**Problem requirements**
Rewrite the records below with "Point out" replaced by "Mark" everywhere it occurs, changing nothing else. Leave the pictures out of your answer.

(Point annotations for photos)
------------------------------------------------------------------------

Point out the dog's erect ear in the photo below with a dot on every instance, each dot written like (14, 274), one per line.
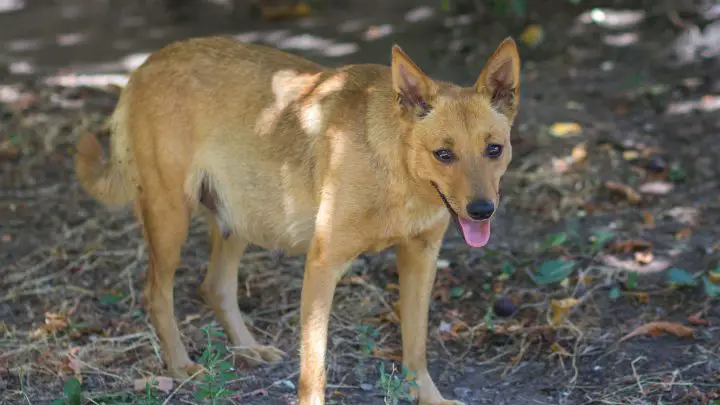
(500, 78)
(413, 89)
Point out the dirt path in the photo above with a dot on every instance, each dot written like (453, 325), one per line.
(645, 122)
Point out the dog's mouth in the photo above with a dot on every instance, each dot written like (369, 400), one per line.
(475, 233)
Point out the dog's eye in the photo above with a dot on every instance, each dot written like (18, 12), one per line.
(444, 155)
(493, 150)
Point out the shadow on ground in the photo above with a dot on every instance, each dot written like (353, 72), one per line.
(613, 185)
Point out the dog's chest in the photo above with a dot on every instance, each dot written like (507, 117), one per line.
(413, 219)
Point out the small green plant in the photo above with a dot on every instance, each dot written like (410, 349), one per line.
(218, 369)
(367, 335)
(556, 270)
(150, 397)
(72, 393)
(396, 387)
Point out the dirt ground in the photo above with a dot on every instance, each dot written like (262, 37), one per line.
(614, 184)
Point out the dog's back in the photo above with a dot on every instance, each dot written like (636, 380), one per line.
(248, 124)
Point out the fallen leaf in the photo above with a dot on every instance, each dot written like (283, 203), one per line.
(685, 215)
(560, 308)
(558, 349)
(53, 323)
(629, 246)
(680, 277)
(386, 353)
(561, 129)
(648, 220)
(695, 319)
(164, 384)
(623, 190)
(631, 155)
(645, 257)
(656, 266)
(553, 271)
(684, 233)
(642, 297)
(658, 328)
(532, 35)
(656, 188)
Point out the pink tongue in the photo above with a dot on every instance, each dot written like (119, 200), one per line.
(476, 233)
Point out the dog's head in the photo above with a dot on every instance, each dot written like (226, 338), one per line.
(458, 139)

------------------------------------------------------------------------

**Expected answer**
Mark the dog's erect ear in the photo below with a dot on every instance, each dot written like (14, 274), one per line.
(500, 78)
(413, 89)
Mark the dirt path in the photo above with a dot on every instance, each dot written like (453, 325), one per line.
(645, 122)
Mark the dog's mouth in the photo above with a dot on every instance, each dot written like (369, 400), one per line.
(475, 233)
Mark the dog's eye in the photo above with a dot on every instance, each dot written like (18, 12), one per line.
(444, 155)
(493, 150)
Mark the shadow on ground in the photo above with a dot on every instance, each dot written like (353, 72), one per line.
(613, 185)
Mark the dog's chest in the photo above with a dot on every instance, each dot written like (507, 117), one per line.
(413, 219)
Mark the small green plant in the photo above with a dot on every instance, each dot written like (410, 349), one per line.
(218, 369)
(367, 335)
(556, 270)
(150, 397)
(72, 393)
(396, 387)
Mark the dirt ground in the photo above with a dot on every instance, each dot written like (262, 37), one per line.
(614, 184)
Mark the dog's back in the photo above with a dot on every instance, each dot written like (636, 380), one per line.
(248, 124)
Mark the fallen leaf in the photo above with a dot on every instance, each dot written like (283, 203), one per line.
(685, 215)
(560, 308)
(558, 349)
(53, 323)
(629, 246)
(680, 277)
(386, 353)
(561, 129)
(648, 220)
(695, 319)
(164, 384)
(623, 190)
(631, 155)
(645, 257)
(656, 266)
(553, 271)
(684, 233)
(642, 297)
(658, 328)
(532, 35)
(656, 188)
Mark the pink tongue in the photo above with a dot on every instance, each dot written like (119, 200), one per line.
(476, 233)
Mark the dog's head in the photo above with a dot on every instance, each dot written like (226, 338), one per line.
(458, 139)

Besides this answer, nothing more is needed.